Short task » Copy each line exactly. Drop every picture.

— Start of Task material —

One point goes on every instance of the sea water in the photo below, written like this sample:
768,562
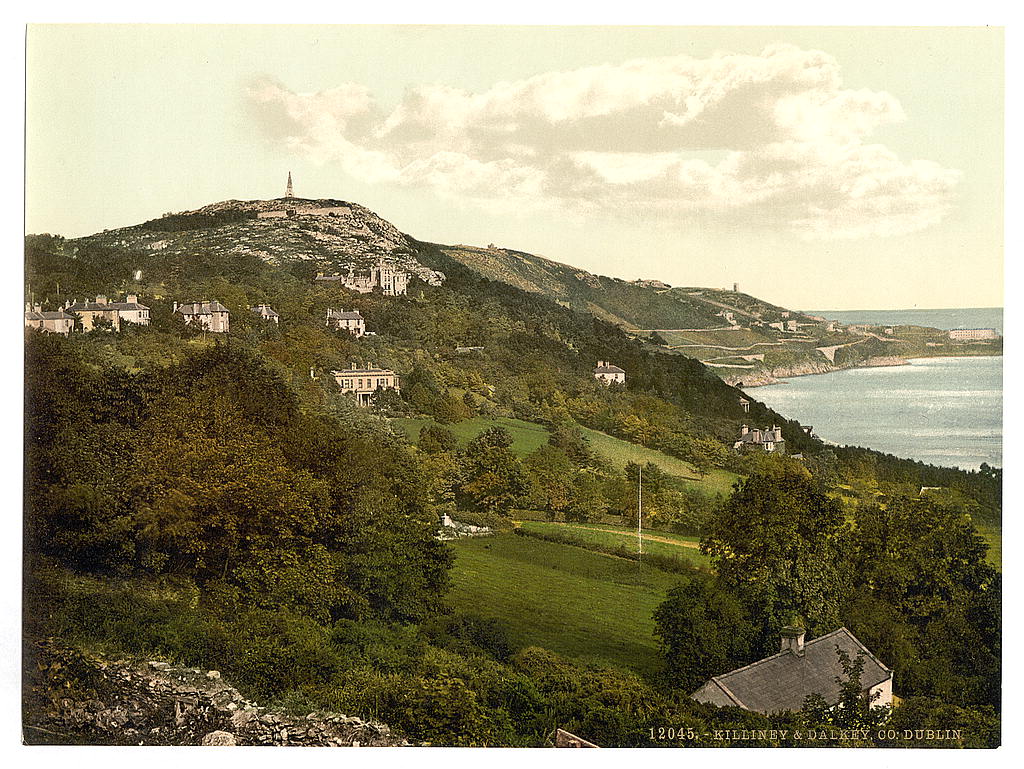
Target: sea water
943,411
962,317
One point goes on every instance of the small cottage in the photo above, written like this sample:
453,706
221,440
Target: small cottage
50,322
208,315
764,440
351,322
266,312
782,681
605,373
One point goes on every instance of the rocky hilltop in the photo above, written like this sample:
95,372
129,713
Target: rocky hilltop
330,236
75,697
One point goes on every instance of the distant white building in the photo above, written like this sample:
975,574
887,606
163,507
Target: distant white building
765,440
208,315
972,335
114,312
605,373
266,312
50,322
351,322
365,382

— End of Task material —

Output of the exercise »
One point goes on every instance of the sea water in the photo below, written like this sample:
768,562
Target: sea water
943,411
962,317
One point goes on every instance of the small cottage in the photo above, written like this sample:
453,706
221,440
Target: small cottage
50,322
208,315
764,440
351,322
266,312
782,681
605,373
One point goes on every instance of the rocky hilltop in the photo above, written like this sample:
95,372
129,713
Target: rocky hilltop
330,236
75,697
One point goes on every instance of the distant white building in the photo above, written like this sample:
975,574
887,606
163,507
Target: distant white building
765,440
208,315
972,335
114,312
605,373
266,312
50,322
351,322
365,382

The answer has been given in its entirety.